1991 Trev in the Durban Boys' Choir
in front of the Durban City Hall

Thursday, May 14, 2020

Financial Yoga


Yoga is a practice of increasing levels of relaxation. It stills the waves of the mind. Financial Yoga is the practice of increasing levels of security and empowerment. It stills the waves of money worries. Yoga starts with releasing niggles of the body. With the physical. Financial Yoga starts with finding an income. The skills and knowledge to earn enough to live. Yoga then focuses on the waves of thoughts (negative & positive) that come and go. On the mental. Financial Yoga finds space between hand and mouth to build a buffer to deal with waves of money emergencies and opportunities. Yoga then raises the level of consciousness to focus on something more than your self. To identify deeper and wider. Financial Yoga aims to release you from being a Productive Asset. You are not your job. Salary is not your worth. Financial Yoga releases you from income dependence. Relaxation and stillness allow a point of focus. Consciously chosen by you, through practice. Develop your daily practice of increasing levels of relaxation.

● Goal of the exercise
Decide whether each statement agrees with the Financial Yoga text, answering yes or no and quoting the words of the text that settle it. (a) Financial Yoga begins with finding an income. (b) In Financial Yoga, your salary is your worth. (c) Yoga starts with the mental side.

● Supplied data
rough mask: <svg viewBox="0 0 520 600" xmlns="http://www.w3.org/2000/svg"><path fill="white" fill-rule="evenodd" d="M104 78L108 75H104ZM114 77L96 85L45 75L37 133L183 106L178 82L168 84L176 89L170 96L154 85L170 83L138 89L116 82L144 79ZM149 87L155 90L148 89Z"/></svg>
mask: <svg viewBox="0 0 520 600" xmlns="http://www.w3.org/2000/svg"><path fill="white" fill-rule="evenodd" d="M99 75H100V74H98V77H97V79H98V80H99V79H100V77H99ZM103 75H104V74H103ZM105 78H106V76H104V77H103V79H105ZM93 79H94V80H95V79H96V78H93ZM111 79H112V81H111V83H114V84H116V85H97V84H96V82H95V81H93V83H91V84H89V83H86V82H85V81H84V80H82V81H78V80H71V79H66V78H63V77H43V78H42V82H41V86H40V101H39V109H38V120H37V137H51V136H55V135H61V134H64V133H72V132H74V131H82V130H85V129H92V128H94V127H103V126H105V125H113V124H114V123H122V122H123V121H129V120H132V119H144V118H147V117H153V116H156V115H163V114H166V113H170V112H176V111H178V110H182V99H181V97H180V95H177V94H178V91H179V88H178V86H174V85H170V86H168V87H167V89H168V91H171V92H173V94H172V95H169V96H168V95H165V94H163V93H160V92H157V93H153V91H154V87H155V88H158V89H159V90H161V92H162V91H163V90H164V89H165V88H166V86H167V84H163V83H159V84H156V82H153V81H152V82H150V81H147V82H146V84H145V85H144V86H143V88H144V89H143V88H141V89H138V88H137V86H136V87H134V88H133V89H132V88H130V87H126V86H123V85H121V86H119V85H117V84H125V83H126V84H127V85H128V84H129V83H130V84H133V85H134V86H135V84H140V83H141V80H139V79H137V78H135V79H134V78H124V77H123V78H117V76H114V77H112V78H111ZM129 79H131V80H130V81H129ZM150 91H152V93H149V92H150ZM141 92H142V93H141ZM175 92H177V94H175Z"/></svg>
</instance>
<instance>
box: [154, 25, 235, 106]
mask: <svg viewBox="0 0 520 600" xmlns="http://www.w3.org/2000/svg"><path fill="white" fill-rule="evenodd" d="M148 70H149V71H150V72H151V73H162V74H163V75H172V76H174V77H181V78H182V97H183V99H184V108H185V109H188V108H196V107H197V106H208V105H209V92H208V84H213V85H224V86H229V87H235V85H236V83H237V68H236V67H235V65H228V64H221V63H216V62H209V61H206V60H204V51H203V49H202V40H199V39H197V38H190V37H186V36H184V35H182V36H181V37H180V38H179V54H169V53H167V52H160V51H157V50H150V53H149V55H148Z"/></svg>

● Written answer
(a) Yes: "Financial Yoga starts with finding an income."
(b) No: "Salary is not your worth."
(c) No: "Yoga starts with releasing niggles of the body. With the physical."